>> BEGIN Entries provided

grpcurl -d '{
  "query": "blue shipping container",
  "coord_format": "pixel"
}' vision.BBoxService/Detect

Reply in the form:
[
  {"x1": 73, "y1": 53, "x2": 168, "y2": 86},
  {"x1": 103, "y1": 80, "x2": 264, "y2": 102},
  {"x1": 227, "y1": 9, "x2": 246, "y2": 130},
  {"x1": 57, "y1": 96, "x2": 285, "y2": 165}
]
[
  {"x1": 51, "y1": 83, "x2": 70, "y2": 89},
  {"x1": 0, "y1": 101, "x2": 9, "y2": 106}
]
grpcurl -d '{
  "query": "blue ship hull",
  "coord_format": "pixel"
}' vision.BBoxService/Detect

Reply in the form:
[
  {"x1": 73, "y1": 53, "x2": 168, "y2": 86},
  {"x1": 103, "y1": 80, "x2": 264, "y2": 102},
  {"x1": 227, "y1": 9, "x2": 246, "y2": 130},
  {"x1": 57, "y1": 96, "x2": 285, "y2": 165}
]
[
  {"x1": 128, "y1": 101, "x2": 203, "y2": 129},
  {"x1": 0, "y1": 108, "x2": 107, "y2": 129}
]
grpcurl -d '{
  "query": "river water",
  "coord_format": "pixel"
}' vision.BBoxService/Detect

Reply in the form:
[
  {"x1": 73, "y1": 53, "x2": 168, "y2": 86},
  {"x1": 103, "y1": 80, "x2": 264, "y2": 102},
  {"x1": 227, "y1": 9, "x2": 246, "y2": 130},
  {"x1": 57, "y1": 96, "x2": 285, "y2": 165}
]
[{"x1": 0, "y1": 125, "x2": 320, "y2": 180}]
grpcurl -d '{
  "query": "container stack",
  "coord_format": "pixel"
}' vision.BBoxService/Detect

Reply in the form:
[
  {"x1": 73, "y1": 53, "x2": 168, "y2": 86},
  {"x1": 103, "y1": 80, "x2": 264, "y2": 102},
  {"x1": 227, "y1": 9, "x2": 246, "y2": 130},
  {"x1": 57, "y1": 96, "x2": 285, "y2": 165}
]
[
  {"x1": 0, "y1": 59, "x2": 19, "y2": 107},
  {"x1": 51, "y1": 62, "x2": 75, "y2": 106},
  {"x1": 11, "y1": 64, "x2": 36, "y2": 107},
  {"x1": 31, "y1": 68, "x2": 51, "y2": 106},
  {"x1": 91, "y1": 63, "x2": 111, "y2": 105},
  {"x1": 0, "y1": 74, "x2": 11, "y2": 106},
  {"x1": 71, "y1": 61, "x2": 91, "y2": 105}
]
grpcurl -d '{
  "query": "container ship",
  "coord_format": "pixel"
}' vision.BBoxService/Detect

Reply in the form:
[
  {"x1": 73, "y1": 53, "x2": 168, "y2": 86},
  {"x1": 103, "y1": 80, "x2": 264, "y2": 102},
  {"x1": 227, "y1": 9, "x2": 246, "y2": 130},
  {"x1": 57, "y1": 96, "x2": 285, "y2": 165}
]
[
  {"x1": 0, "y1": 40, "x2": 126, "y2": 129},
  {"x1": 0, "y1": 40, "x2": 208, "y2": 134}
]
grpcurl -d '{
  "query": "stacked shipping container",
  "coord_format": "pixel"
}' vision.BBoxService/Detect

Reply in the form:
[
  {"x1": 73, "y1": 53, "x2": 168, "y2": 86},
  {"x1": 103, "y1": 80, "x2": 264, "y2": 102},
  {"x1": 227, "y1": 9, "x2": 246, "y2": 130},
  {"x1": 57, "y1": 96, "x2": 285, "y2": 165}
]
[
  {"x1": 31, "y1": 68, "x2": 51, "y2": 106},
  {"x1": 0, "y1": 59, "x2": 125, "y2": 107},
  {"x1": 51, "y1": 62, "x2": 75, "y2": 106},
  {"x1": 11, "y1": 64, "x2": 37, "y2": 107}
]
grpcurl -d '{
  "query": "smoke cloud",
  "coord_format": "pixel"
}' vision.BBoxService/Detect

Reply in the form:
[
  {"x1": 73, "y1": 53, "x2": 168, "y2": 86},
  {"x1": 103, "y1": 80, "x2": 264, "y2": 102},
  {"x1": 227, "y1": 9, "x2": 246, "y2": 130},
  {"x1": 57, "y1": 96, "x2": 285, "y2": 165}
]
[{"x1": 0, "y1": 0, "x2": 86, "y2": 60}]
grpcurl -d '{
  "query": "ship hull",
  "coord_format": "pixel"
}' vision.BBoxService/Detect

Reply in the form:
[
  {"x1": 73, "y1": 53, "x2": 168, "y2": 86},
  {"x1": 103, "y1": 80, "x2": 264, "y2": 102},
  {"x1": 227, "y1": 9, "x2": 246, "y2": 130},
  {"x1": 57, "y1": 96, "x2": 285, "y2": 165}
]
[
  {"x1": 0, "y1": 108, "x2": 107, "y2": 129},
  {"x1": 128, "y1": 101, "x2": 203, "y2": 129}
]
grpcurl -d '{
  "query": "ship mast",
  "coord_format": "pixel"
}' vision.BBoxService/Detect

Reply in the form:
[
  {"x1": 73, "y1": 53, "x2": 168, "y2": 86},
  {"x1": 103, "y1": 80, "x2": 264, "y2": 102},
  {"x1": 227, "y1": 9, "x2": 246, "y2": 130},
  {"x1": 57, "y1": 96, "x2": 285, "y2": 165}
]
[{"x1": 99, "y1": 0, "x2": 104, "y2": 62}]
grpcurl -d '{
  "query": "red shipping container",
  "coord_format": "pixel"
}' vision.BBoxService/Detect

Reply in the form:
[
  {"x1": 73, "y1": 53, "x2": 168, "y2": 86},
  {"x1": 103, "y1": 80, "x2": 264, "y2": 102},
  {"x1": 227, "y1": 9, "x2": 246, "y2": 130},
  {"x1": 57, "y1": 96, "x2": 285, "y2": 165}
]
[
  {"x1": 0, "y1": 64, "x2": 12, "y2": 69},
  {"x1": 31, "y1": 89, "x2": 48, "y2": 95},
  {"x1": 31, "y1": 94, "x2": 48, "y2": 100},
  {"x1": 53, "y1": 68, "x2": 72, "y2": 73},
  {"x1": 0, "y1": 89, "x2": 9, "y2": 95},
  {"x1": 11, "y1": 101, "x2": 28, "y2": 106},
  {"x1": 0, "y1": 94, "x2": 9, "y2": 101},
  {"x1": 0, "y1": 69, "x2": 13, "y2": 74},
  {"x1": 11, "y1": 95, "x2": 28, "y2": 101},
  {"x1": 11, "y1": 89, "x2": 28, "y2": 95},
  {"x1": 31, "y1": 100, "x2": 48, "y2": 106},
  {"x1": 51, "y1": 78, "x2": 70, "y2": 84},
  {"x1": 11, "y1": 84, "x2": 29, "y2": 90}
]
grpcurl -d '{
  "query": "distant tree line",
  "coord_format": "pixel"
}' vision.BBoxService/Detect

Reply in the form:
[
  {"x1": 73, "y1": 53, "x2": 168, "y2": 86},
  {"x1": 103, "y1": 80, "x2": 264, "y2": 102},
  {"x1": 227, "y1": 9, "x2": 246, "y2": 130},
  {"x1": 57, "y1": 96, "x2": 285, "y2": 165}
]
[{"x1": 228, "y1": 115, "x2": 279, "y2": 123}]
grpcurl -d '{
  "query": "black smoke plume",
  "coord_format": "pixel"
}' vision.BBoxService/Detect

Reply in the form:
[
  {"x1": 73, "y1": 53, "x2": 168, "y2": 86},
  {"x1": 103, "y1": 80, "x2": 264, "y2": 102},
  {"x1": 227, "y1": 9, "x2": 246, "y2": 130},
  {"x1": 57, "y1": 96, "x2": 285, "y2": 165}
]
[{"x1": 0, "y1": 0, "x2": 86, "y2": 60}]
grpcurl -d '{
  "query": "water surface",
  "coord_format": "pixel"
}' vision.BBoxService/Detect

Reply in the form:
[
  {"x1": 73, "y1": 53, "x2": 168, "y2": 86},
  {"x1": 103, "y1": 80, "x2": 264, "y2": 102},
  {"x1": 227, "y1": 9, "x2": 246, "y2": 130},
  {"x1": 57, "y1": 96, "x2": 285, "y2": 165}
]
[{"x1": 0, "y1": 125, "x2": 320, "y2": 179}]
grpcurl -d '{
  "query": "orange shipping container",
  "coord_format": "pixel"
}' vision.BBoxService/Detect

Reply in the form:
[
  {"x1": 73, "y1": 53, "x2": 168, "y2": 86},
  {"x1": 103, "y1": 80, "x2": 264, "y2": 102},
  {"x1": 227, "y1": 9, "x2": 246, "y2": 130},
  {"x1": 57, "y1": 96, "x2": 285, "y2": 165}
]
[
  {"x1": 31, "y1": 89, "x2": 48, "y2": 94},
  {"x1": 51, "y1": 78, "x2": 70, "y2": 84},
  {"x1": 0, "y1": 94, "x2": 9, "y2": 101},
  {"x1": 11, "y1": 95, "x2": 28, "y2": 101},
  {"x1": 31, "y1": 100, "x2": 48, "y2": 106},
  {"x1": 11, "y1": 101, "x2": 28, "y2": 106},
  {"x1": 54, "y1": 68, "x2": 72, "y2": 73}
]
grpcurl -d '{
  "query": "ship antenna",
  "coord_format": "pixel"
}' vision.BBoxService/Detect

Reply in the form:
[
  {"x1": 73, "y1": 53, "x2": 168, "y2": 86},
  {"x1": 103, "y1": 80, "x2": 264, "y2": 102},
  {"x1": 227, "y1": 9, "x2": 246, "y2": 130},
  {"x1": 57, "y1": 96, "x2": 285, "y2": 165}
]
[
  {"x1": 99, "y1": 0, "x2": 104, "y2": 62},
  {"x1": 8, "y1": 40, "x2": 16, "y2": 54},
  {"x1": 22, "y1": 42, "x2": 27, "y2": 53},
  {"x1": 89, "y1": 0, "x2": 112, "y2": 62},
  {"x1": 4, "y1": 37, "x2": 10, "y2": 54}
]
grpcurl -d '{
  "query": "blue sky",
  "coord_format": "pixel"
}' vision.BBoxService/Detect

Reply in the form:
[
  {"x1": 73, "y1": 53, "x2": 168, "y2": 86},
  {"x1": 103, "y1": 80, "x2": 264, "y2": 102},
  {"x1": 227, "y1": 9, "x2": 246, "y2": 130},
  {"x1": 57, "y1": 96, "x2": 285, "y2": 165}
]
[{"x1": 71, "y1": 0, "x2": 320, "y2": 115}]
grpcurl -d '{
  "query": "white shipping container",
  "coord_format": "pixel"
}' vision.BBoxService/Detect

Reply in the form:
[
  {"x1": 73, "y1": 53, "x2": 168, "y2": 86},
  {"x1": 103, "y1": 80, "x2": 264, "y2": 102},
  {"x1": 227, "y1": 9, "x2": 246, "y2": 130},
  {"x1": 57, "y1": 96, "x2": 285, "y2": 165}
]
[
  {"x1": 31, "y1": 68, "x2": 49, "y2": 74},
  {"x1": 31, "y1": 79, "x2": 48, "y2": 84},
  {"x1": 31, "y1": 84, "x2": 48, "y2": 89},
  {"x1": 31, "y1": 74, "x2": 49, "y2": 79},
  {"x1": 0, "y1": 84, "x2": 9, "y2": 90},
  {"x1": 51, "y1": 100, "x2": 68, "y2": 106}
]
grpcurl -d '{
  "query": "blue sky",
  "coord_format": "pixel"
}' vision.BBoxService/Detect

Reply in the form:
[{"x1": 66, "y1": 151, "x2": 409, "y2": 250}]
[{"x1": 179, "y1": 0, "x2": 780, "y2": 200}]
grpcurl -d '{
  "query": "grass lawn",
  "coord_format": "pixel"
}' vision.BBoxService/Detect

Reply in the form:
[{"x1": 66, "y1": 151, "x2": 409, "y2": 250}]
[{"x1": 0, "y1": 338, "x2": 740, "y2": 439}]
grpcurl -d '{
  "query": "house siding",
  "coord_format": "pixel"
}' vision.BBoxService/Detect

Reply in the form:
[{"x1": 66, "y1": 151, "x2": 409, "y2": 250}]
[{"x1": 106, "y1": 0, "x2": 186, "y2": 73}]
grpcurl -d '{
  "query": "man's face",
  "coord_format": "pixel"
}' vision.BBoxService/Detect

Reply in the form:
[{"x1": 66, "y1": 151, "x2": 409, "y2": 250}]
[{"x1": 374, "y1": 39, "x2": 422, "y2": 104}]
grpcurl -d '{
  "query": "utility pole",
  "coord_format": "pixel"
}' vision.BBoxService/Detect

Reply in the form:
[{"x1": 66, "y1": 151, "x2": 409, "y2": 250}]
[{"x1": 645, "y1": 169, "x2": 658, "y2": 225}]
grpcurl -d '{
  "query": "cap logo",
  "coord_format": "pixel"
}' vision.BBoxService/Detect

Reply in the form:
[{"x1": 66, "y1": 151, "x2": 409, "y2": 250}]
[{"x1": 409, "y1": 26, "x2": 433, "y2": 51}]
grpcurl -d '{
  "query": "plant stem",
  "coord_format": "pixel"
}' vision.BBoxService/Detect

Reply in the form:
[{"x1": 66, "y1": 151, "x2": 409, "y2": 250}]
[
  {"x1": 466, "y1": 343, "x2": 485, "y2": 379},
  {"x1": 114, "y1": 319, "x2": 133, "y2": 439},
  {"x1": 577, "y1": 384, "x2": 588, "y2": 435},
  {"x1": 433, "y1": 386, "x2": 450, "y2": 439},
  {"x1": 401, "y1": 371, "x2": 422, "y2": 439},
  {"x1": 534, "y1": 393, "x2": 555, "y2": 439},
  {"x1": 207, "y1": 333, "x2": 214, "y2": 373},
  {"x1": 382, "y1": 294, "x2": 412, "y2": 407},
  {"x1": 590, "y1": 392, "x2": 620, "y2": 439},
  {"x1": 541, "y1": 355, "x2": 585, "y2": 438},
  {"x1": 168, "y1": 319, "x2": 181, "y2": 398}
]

>> END Entries provided

Set exercise =>
Collect every line of the material above that includes the word "container", and treat uppercase and lowercase letters as different.

The solution =>
  "query": "blue shipping container",
  "query": "container stack",
  "query": "container ship",
  "query": "stacked shipping container",
  "query": "red shipping container",
  "query": "orange shipping container",
  "query": "white shipping container",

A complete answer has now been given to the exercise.